• YOUR INSTRUCTIONS
Rewrite the following listing as a numbered list, leaving out the blank lines and the pictures.

(Items from a labeling collection)

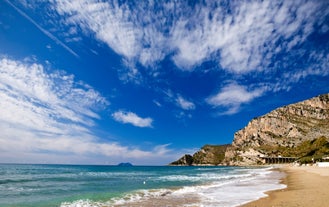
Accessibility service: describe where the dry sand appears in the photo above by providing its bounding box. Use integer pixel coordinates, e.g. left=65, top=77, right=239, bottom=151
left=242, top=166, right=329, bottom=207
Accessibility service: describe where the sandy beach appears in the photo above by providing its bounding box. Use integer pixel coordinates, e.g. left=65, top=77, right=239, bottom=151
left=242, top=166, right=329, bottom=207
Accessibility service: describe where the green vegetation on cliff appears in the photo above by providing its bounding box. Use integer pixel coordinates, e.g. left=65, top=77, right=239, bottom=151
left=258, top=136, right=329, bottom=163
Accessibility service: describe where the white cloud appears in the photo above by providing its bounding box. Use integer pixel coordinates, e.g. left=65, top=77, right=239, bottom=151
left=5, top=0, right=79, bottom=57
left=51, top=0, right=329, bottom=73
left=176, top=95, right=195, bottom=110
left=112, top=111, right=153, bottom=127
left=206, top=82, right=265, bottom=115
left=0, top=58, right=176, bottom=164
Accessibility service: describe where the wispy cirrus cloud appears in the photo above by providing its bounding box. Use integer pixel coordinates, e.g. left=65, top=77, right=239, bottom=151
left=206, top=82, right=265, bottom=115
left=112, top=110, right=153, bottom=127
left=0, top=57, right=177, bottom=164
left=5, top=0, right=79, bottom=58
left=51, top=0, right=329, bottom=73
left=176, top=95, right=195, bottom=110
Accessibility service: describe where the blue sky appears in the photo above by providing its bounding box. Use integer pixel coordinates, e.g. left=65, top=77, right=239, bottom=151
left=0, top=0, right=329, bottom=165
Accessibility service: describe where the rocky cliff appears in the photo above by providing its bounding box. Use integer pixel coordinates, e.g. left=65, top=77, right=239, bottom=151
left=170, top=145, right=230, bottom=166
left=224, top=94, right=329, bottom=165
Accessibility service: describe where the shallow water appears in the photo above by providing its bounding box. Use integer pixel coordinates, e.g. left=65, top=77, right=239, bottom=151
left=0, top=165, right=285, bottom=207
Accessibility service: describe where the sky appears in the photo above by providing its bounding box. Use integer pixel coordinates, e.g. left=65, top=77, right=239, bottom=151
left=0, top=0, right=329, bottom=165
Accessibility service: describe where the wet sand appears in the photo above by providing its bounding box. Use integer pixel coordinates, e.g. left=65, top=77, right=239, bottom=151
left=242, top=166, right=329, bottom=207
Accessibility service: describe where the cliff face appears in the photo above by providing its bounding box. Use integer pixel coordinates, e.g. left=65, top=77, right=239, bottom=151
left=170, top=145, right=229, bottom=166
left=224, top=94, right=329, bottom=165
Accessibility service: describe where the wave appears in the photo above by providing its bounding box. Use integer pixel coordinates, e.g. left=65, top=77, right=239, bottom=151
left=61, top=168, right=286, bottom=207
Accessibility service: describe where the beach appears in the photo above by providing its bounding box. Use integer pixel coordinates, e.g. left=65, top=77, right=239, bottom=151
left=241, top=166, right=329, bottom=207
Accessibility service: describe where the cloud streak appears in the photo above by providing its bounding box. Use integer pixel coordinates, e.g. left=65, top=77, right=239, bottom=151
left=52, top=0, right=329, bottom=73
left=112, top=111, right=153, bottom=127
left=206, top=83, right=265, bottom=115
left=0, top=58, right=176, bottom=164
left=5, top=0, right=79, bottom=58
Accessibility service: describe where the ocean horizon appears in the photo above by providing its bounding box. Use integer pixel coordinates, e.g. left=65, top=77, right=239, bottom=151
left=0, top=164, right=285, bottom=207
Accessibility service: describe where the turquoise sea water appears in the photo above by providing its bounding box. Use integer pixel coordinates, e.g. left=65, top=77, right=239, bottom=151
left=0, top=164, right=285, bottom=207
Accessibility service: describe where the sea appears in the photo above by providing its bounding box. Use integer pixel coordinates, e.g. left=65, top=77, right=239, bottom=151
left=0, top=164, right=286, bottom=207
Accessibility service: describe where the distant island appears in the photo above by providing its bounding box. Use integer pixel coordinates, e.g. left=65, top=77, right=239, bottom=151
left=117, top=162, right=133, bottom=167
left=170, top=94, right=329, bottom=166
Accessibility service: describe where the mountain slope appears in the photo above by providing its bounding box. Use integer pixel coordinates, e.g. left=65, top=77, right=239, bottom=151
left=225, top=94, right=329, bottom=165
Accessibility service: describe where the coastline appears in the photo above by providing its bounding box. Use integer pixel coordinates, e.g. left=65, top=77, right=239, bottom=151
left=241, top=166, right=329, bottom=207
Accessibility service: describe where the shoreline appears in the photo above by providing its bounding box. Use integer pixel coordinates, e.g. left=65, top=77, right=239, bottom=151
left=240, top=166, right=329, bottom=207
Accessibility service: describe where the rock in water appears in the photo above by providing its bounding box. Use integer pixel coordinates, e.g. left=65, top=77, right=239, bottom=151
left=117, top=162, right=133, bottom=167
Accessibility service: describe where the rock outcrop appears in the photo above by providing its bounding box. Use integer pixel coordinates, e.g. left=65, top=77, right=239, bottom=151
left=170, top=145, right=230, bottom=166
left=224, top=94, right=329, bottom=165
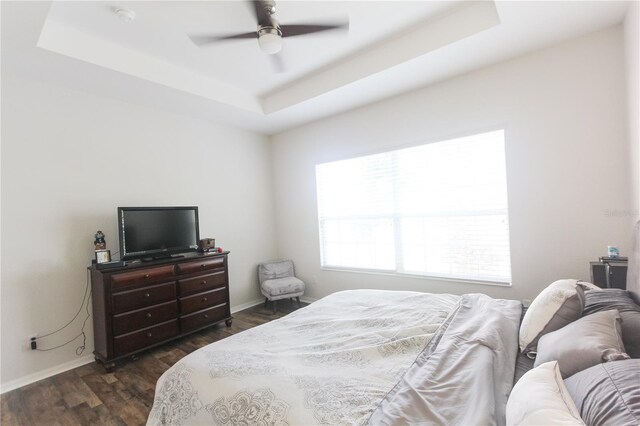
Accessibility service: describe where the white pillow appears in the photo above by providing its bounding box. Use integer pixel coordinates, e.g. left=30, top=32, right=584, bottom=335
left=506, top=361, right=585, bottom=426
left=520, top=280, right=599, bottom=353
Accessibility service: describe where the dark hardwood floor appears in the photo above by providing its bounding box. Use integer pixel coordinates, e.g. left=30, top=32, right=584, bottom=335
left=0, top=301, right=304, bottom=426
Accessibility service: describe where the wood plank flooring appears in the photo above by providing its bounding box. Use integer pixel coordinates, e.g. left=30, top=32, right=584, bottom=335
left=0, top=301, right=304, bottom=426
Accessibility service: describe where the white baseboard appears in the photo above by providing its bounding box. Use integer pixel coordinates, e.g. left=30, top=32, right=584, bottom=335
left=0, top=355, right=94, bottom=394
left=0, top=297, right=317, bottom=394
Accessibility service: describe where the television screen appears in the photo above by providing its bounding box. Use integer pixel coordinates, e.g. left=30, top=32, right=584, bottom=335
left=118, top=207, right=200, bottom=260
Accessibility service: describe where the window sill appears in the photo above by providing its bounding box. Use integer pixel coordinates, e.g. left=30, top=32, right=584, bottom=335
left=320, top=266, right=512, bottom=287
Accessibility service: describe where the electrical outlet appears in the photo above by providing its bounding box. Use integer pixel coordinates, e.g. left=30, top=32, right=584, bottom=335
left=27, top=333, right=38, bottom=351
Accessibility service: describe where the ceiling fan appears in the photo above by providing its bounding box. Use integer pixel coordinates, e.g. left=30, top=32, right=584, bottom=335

• OUTPUT OF THE TASK
1. Accessibility service: describe where the dry sand appears in the photo above by providing its bounding box. Use integer pixel coordinates, e.g. left=65, top=77, right=239, bottom=151
2. left=242, top=166, right=329, bottom=207
3. Accessibility service: describe where the sandy beach appears in the photo above by providing its bounding box. Use integer pixel coordinates, e.g. left=65, top=77, right=239, bottom=151
4. left=242, top=166, right=329, bottom=207
5. Accessibility service: describe where the green vegetation on cliff appears in the photo above by providing its bounding box. Use integer pixel coordinates, e.g. left=65, top=77, right=239, bottom=151
6. left=258, top=136, right=329, bottom=163
7. Accessibility service: describe where the white cloud appears in the photo above by providing its bounding box. Use integer pixel coordinates, e.g. left=65, top=77, right=239, bottom=151
8. left=5, top=0, right=79, bottom=57
9. left=51, top=0, right=329, bottom=73
10. left=176, top=95, right=195, bottom=110
11. left=112, top=111, right=153, bottom=127
12. left=206, top=82, right=265, bottom=115
13. left=0, top=58, right=176, bottom=164
14. Accessibility service: describe where the wispy cirrus cloud appears in the photo above by providing its bounding box. Use integer pixel coordinates, e.g. left=65, top=77, right=239, bottom=151
15. left=206, top=82, right=265, bottom=115
16. left=112, top=110, right=153, bottom=127
17. left=0, top=57, right=177, bottom=164
18. left=5, top=0, right=79, bottom=58
19. left=51, top=0, right=329, bottom=73
20. left=176, top=95, right=195, bottom=110
21. Accessibility service: describe where the blue sky appears in the photo above by providing its bounding box. Use integer pixel coordinates, e.g. left=65, top=77, right=239, bottom=151
22. left=0, top=0, right=329, bottom=165
23. Accessibility service: describe where the rocky cliff appears in the photo above by providing its bounding box. Use integer pixel coordinates, e.g. left=65, top=77, right=239, bottom=151
24. left=170, top=145, right=230, bottom=166
25. left=224, top=94, right=329, bottom=165
26. Accessibility service: describe where the shallow water appears in the photo above by providing its bounding box. Use integer pixel coordinates, e.g. left=65, top=77, right=239, bottom=151
27. left=0, top=165, right=285, bottom=207
28. Accessibility service: describe where the sky appears in the photo above by providing its bounding box. Use integer pixel coordinates, e.g. left=65, top=77, right=239, bottom=151
29. left=0, top=0, right=329, bottom=165
30. Accessibility service: describe where the wet sand appears in the photo above by providing its bounding box. Use integer pixel coordinates, e.g. left=65, top=77, right=239, bottom=151
31. left=242, top=166, right=329, bottom=207
32. Accessibility service: describe where the cliff face appears in the photo above by providing its bounding box. Use integer pixel coordinates, e.g. left=65, top=77, right=239, bottom=151
33. left=170, top=145, right=229, bottom=166
34. left=224, top=94, right=329, bottom=165
35. Accessibility service: describe where the wave appears in the photo above by providing its bounding box. Use integer pixel coordinates, e.g. left=65, top=77, right=239, bottom=151
36. left=61, top=168, right=286, bottom=207
37. Accessibility service: describe where the beach appears in the photo above by providing its bounding box. Use integer pixel coordinates, e.g. left=65, top=77, right=239, bottom=151
38. left=241, top=166, right=329, bottom=207
39. Accessibility service: describe where the cloud streak appears in the photo above by providing its bounding box. Use integer pixel coordinates, e.g. left=65, top=77, right=239, bottom=151
40. left=52, top=0, right=329, bottom=73
41. left=112, top=111, right=153, bottom=127
42. left=206, top=83, right=265, bottom=115
43. left=0, top=58, right=176, bottom=164
44. left=5, top=0, right=79, bottom=58
45. Accessibility service: describe where the ocean horizon appears in the photo above by providing its bounding box. Use integer pixel coordinates, e.g. left=65, top=77, right=239, bottom=151
46. left=0, top=164, right=285, bottom=207
47. Accessibility service: describe where the turquoise sea water appears in the photo above by providing its bounding box. Use integer pixel coordinates, e.g. left=65, top=77, right=239, bottom=151
48. left=0, top=164, right=285, bottom=207
49. Accessibility service: describe where the sea appears in the photo above by providing its bounding box. Use integer pixel coordinates, e.g. left=65, top=77, right=239, bottom=151
50. left=0, top=164, right=286, bottom=207
51. Accessibility service: describe where the distant island appears in the photo above by providing its bounding box. Use integer pixel coordinates, e.g. left=65, top=77, right=239, bottom=151
52. left=117, top=162, right=133, bottom=167
53. left=170, top=94, right=329, bottom=166
54. Accessibility service: describe where the mountain slope appears in the photo above by providing its bounding box. Use integer pixel coordinates, e.g. left=65, top=77, right=239, bottom=151
55. left=225, top=94, right=329, bottom=165
56. Accessibility service: describe where the coastline appears in the photo above by providing its bounding box. Use integer pixel coordinates, e.g. left=65, top=77, right=239, bottom=151
57. left=241, top=166, right=329, bottom=207
58. Accessibility service: describe where the shoreline appears in the photo above by providing its bounding box. Use integer pixel coordinates, e.g. left=65, top=77, right=239, bottom=151
59. left=240, top=166, right=329, bottom=207
60. Accessibility service: describe where the rock in water appears in the photo above by providing its bounding box. Use integer pixel coordinates, e.g. left=65, top=77, right=239, bottom=151
61. left=117, top=162, right=133, bottom=167
62. Accessibility service: describe where the rock outcrop appears in the photo above by providing its bounding box. Use integer pixel coordinates, e.g. left=65, top=77, right=239, bottom=151
63. left=170, top=145, right=230, bottom=166
64. left=224, top=94, right=329, bottom=165
65. Accessibility service: describe where the white pillow appears in the photo above by providing its bounding box. Use integer pixel coordinates, e.g. left=30, top=32, right=584, bottom=335
66. left=506, top=361, right=585, bottom=426
67. left=520, top=280, right=599, bottom=353
68. Accessibility service: describe where the dark hardwood floor appears in the photo above by providing its bounding box. Use integer pixel coordinates, e.g. left=30, top=32, right=584, bottom=335
69. left=0, top=301, right=304, bottom=426
70. Accessibility service: describe where the wood plank flooring appears in the photo above by providing its bounding box. Use integer pixel coordinates, e.g. left=30, top=32, right=584, bottom=335
71. left=0, top=301, right=304, bottom=426
72. Accessibility service: describe where the white baseboard appears in the photo above by providing its bounding box. Use integer pixel coordinates, e.g. left=30, top=32, right=584, bottom=335
73. left=0, top=355, right=94, bottom=394
74. left=0, top=297, right=317, bottom=394
75. Accessibility service: describe where the television screen appears in the photo above by providing its bounding box. Use integer pixel coordinates, e.g. left=30, top=32, right=584, bottom=335
76. left=118, top=207, right=200, bottom=260
77. Accessibility service: describe where the window sill appears in the photo above by providing its bounding box. Use integer pixel coordinates, e.g. left=30, top=32, right=584, bottom=335
78. left=320, top=266, right=512, bottom=287
79. Accessibility service: describe where the electrical outlet appears in the photo above by providing its bounding box. Use integer pixel coordinates, e.g. left=30, top=32, right=584, bottom=335
80. left=27, top=333, right=38, bottom=351
81. Accessibility service: describe where the ceiling fan appears in the photo above by providing its bounding box. Use integer pixel coordinates, e.g. left=30, top=32, right=584, bottom=335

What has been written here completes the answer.